** Task details **
In your copy, reproduce each entry exactly and leave out the pictures.

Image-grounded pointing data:

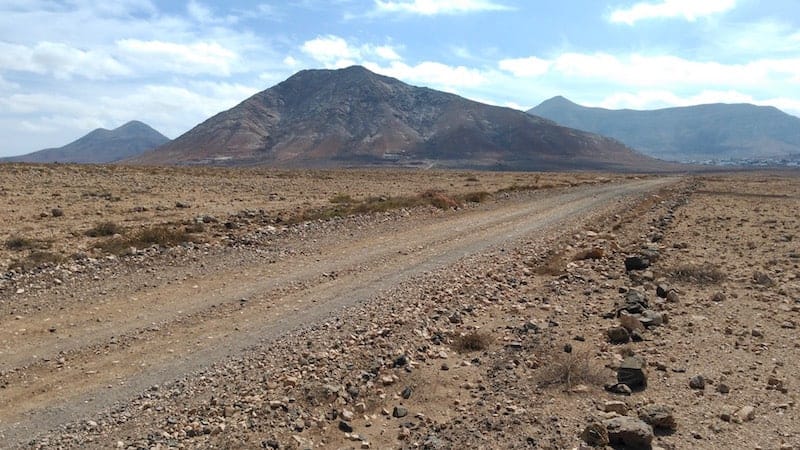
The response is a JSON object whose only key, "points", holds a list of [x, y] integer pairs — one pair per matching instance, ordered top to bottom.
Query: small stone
{"points": [[636, 263], [673, 297], [618, 335], [631, 373], [697, 382], [407, 391], [616, 406], [399, 412], [746, 413], [659, 417], [629, 431], [595, 434]]}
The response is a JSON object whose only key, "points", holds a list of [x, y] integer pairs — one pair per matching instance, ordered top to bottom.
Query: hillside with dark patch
{"points": [[353, 117]]}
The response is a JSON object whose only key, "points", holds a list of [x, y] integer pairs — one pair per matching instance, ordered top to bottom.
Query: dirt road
{"points": [[100, 340]]}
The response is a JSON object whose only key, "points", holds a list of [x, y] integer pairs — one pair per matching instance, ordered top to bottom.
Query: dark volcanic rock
{"points": [[347, 117]]}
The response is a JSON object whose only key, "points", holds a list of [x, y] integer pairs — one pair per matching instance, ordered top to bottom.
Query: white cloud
{"points": [[436, 7], [689, 10], [335, 52], [196, 58], [59, 60], [525, 67], [433, 74]]}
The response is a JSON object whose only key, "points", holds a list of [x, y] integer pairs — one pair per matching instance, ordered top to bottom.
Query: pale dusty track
{"points": [[146, 327]]}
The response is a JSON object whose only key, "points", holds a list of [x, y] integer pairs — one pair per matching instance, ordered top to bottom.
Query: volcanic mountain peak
{"points": [[352, 116], [101, 146]]}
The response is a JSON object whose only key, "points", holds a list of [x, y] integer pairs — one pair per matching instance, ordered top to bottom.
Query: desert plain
{"points": [[147, 307]]}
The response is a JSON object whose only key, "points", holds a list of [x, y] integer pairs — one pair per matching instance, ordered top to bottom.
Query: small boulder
{"points": [[636, 263], [618, 335], [631, 373], [697, 382], [659, 417], [630, 432], [595, 435]]}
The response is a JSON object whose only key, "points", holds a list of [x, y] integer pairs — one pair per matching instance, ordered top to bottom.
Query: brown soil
{"points": [[270, 335]]}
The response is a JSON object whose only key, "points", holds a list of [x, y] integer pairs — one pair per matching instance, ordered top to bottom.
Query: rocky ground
{"points": [[664, 320]]}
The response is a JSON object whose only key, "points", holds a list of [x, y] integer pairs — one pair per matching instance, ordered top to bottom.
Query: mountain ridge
{"points": [[354, 117], [717, 131], [100, 146]]}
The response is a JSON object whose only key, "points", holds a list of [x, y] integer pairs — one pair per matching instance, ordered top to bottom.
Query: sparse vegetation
{"points": [[476, 197], [104, 229], [158, 235], [18, 243], [591, 253], [36, 259], [697, 273], [474, 341], [571, 369]]}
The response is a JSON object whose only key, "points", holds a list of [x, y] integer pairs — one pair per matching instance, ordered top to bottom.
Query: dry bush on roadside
{"points": [[476, 197], [342, 198], [104, 229], [159, 235], [19, 243], [591, 253], [37, 259], [697, 273], [630, 323], [474, 341], [571, 369]]}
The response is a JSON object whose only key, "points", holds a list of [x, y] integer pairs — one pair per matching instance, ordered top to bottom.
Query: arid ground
{"points": [[215, 308]]}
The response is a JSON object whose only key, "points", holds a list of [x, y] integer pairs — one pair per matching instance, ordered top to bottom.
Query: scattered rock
{"points": [[636, 263], [618, 335], [632, 373], [697, 382], [399, 412], [659, 417], [629, 431], [595, 434]]}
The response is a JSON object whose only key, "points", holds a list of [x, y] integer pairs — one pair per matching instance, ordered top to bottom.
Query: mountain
{"points": [[353, 117], [714, 131], [100, 146]]}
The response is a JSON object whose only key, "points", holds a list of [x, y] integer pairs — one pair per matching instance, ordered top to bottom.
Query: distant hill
{"points": [[353, 117], [714, 131], [100, 146]]}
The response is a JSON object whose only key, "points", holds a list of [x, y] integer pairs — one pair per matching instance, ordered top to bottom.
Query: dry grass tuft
{"points": [[104, 229], [159, 235], [591, 253], [697, 273], [473, 341], [571, 369]]}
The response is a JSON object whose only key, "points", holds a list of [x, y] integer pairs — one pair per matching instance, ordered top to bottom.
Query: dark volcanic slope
{"points": [[350, 117], [716, 131], [101, 146]]}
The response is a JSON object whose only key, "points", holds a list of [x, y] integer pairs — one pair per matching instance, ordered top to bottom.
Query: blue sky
{"points": [[67, 67]]}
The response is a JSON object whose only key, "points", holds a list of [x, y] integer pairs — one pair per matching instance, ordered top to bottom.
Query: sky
{"points": [[70, 66]]}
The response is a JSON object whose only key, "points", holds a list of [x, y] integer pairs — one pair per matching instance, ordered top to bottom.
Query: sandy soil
{"points": [[276, 336]]}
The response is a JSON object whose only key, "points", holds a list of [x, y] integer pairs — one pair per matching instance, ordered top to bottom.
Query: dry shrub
{"points": [[476, 197], [342, 198], [439, 199], [104, 229], [159, 235], [19, 243], [592, 253], [37, 259], [697, 273], [630, 323], [473, 341], [571, 369]]}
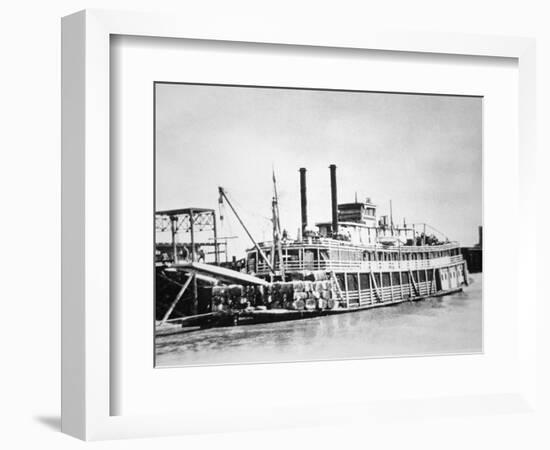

** Written answer **
The response is a JSON object whose only key, "points", holds a list of [x, y] integer pairs — one pair per matching instance, ordered top to bottom.
Query: small stone
{"points": [[636, 263], [673, 297], [618, 335], [631, 373], [697, 382], [407, 391], [616, 406], [399, 412], [746, 413], [659, 417], [629, 431], [595, 434]]}
The response is a JSON object whose only key, "points", holds a list of [x, y] integer pairs — one pair per matching instance, ordered top to bottom.
Query: hillside with dark patch
{"points": [[353, 117]]}
The response is a JSON object whose only key, "points", holds a list of [x, y] integer pairs — one pair per matching instance, ordered top to bottom.
Query: dirt road
{"points": [[100, 340]]}
The response is a JSON object whose only key, "points", holds a list of [x, y] integer pairs — one pair per matching instance, ordered top to bottom.
Query: dark volcanic rock
{"points": [[347, 117]]}
The response is a JSON object whose only key, "points", holds a list of [x, y] integer pairs — one pair per matching instance, ordered top to bottom.
Query: white cloud
{"points": [[436, 7], [689, 10], [335, 52], [196, 58], [59, 60], [525, 67], [433, 74]]}
The response is a JSON object whose only key, "points", holds a list of [x, y] integer pairs — one pair per matching instance, ordered top to bottom.
Query: pale dusty track
{"points": [[146, 327]]}
The response is a JSON object whose only key, "points", holds a list of [x, y] integer pairs — one pair per matching instance, ordered top to bottom.
Query: volcanic mountain peak
{"points": [[352, 116], [101, 146]]}
The response is a JSON object whose only key, "points", holds a list of [x, y] integer pairs — one pair per matching instance, ordered top to bottom.
Query: desert plain
{"points": [[147, 307]]}
The response is a JSON object whose only key, "points", holds a list of [x, y] integer pairs — one pair per matching instance, ordered top to bottom.
Query: small boulder
{"points": [[636, 263], [618, 335], [631, 373], [697, 382], [659, 417], [630, 432], [595, 435]]}
The response is a JSON object whose only key, "points", holds a list of [x, y] integer pairs — one pair per matching instance, ordered top to bottom.
Query: brown soil
{"points": [[270, 335]]}
The response is a JSON object whose only key, "points", holds a list of [x, y] integer pairs — one pair per matching instance, ordered top to bottom.
Query: rocky ground
{"points": [[664, 320]]}
The response is a JSON object whose only key, "points", holds a list of [x, y] integer pairs — one pair per matching instance, ordered top to bottom.
Query: mountain ridge
{"points": [[354, 117], [717, 131], [100, 146]]}
The response is a JSON object whose only key, "points", holds a list of [x, y] integer pairs — one pair per matching instance, ordered top to bottom.
Query: sparse vegetation
{"points": [[476, 197], [104, 229], [158, 235], [18, 243], [591, 253], [36, 259], [697, 273], [474, 341], [571, 369]]}
The response is a JSON object whose only key, "points", holds a list of [x, y] integer pairs — one pair per matching instance, ordered top to bottom.
Query: dry bush on roadside
{"points": [[476, 197], [342, 198], [104, 229], [159, 235], [19, 243], [591, 253], [37, 259], [697, 273], [630, 323], [474, 341], [571, 369]]}
The response is a JSON object whose only key, "points", holds a list of [x, y] integer pairs — one pair per matching instance, ordered top to bottom.
Query: arid ground
{"points": [[215, 308]]}
The response is a JSON object whose only key, "points", holds a list of [x, y] integer pairs — one pair per matching instance, ordered top to bottom.
Query: scattered rock
{"points": [[636, 263], [618, 335], [632, 373], [697, 382], [399, 412], [659, 417], [629, 431], [595, 434]]}
The response is a JSON object whose only key, "points", holds a list of [x, y] integer pairs — one pair per matching instance, ordered top to bottom.
Query: mountain
{"points": [[353, 117], [714, 131], [100, 146]]}
The response is a JSON object whose only key, "points", holds a list of [x, y] integer pairs — one pair per matching instance, ordered top to bottom.
Query: distant hill
{"points": [[353, 117], [714, 131], [100, 146]]}
The response is a JSON object whose only key, "points", holds a list of [x, y] integer pairs — one pair per matching instance, ordered top to bottom.
Query: dry grass tuft
{"points": [[104, 229], [159, 235], [591, 253], [697, 273], [473, 341], [571, 369]]}
The response is a JSON object whose only key, "points", holds a list of [x, y] integer pairs — one pair per matching instance, ordered top to bottom.
Query: dark volcanic slope
{"points": [[350, 117], [716, 131], [101, 146]]}
The response is a JSON object whose only key, "points", holds a list of [x, y] integer pairs — one pair per matching instance, ordered top to bottom.
Query: blue sky
{"points": [[67, 67]]}
The response is a JSON object whose only key, "points", holds a list of [x, y] integer pairs — one pair per matching instance, ordered top to bottom.
Query: sky
{"points": [[70, 66]]}
The response is a JSON object whose only key, "points", holds a list of [x, y] integer pairs — one pair per matching instance, ordered top to bottom.
Query: sandy soil
{"points": [[276, 336]]}
The response is a JSON object whose only key, "points", holds a list of [x, y] integer pairs — one pair per matching instance, ordered top to bottom.
Query: dry shrub
{"points": [[476, 197], [342, 198], [439, 199], [104, 229], [159, 235], [19, 243], [592, 253], [37, 259], [697, 273], [630, 323], [473, 341], [571, 369]]}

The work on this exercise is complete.